◆ **PASSAGE**:
*****

So, I have holiday cards to write, photos to download, books to cull (perhaps a house to clean, nah) and I skipped my Shut Up and Write meeting this a.m. because my dog had, well, Baboon Booty (red, swollen, THOROUGHLY unattractive) so I took him to the vet instead.
Who knew that I'd be so inspired (infuriated) by that visit that I'd find the energy, time, motivation to write a blog post before doing anything else? The vet, as always, was delightful. I love the office, love the people, great medical care.
BUT, when I talk to people with children, I often write a Book Rx for them (I even have a pad of prescription pages, really). I was writing down some titles for the vet's kids when I asked a bit more about their reading habits. Her son loves graphic novels, but he's not really allowed to use those for 'real' reading. That is per his parents AND his teacher! He does 20 minutes of real reading for homework, THEN he's allowed 30 minutes of graphic novel/comic book reading in order to earn iPad time. Sigh, isn't reading its own reward? Couldn't iPad/screen time be earned by doing chores instead (otherwise, this sends the message that reading IS the chore).
I used the argument that I always use, "We don't do that to adults. We don't tell them they're not reading across a broad enough range or that what they've chosen isn't challenging enough. AND, BTW, graphic novel, comic books, etc. ARE reading. " Sigh. My belief is as long as they're reading for pleasure, they'll read the books they HAVE to read later and they'll get through them and might even enjoy them.
She said that they would let him read what he wanted for 30 minutes, but if he wanted to earn more iPad time, that 60 minutes of graphic novel reading was not allowed. I said, "As long as he's enjoying the reading, that's your biggest hurdle. Why not let him choose his fun reading? Tell him that's up to him."
The answer, are you ready for this? "I don't want to give him that much power." Okay, he's 8, don't give him your Visa Card or the keys to the car, but giving your child the POWER to choose what he reads? That is the BEST thing you can do!
And then I thought, "She's not alone" because EVERY teacher, EVERY librarian and EVERY parent who looks at a book that a child has chosen for themselves and shakes her/his head in dismay, disgust (yes, it happens) or general 'judginess' has taken that power from that child.
Think this is too strong or too harsh a judgement? I've been working in bookstores for 7 years now, only in the children's department (because NOBODY wants me to wrap gifts, believe me) and I have seen a child's face go from happy and eager to crushed when they hold up a book they chose and they're told it's 'not suitable'. I STILL point to a friend of my daughter's, now a bright high school senior, who has NEVER fully recovered her full love of reading after her 5th grade teacher told her she was not allowed to read any more Disney Fairy books.
Want to see a child light up? Gain confidence? Find joy? Take them into an (independent) bookstore and say, "You have $25, make your own choices." (yes, libraries are great too). 'Power' is not inherently evil and the power to choose your own books is MAGICAL.

*****

◆ **SOURCE MATERIAL**:
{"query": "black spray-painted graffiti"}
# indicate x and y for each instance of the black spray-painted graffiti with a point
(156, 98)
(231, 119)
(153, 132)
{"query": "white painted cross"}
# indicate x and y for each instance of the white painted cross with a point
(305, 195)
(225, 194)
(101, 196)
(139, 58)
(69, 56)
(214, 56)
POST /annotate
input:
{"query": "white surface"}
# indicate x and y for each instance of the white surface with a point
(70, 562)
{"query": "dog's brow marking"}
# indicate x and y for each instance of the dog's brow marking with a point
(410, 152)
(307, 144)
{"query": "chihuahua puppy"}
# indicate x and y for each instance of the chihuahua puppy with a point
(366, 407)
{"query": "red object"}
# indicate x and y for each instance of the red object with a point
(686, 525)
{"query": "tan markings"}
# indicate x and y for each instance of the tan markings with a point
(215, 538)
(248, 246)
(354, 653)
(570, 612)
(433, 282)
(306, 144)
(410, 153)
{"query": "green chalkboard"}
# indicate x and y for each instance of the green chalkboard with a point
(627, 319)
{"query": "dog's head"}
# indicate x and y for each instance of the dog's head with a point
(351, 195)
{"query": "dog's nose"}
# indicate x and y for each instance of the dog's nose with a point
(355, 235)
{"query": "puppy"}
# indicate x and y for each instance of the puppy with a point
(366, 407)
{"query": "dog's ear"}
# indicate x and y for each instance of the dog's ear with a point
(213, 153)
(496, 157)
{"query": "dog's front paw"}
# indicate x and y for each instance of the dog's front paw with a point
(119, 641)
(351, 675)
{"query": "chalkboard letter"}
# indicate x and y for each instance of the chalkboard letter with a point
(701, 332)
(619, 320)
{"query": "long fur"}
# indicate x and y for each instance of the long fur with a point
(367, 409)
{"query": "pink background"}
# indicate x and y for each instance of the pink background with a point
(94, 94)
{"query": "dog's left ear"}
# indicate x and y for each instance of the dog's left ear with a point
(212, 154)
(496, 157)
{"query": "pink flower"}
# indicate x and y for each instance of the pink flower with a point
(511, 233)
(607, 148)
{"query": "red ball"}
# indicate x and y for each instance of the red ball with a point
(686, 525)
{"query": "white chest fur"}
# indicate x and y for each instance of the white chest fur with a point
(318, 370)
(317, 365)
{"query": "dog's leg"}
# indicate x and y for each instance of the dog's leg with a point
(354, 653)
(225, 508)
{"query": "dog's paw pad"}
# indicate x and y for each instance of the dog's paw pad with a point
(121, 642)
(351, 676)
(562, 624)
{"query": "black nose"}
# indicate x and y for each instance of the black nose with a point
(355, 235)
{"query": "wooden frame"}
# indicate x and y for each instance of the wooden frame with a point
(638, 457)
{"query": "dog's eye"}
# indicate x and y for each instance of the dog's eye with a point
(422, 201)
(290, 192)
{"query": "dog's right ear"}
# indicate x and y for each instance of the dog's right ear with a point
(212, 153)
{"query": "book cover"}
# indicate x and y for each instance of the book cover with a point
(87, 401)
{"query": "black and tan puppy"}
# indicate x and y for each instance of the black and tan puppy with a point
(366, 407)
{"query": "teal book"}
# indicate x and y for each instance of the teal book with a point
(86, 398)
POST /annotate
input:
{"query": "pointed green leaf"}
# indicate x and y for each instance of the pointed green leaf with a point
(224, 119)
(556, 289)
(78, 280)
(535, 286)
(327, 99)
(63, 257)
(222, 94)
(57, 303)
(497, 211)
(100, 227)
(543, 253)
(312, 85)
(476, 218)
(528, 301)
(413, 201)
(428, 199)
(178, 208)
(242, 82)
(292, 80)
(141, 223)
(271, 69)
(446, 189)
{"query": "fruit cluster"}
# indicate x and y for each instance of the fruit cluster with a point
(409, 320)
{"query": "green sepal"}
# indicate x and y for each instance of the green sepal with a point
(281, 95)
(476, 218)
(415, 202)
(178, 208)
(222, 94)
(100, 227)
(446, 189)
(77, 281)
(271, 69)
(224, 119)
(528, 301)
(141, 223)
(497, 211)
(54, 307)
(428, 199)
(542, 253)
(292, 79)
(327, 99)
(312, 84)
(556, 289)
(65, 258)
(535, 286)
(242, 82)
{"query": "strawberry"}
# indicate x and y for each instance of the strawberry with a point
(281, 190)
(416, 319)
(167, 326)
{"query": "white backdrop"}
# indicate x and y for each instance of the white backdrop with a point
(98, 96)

*****

◆ **ASSIGNED TASK A**: In the post about children's reading, how long has the writer worked in bookstores?
◆ **ASSIGNED TASK B**: Rewrite everything in the post from "So, I have holiday" down to "the vet instead.", renaming "dog" as "cat".
Rely on the post alone.

◆ **ANSWER SECTION A**: Seven years, only in the children's department.

◆ **ANSWER SECTION B**:
So, I have holiday cards to write, photos to download, books to cull (perhaps a house to clean, nah) and I skipped my Shut Up and Write meeting this a.m. because my cat had, well, Baboon Booty (red, swollen, THOROUGHLY unattractive) so I took him to the vet instead.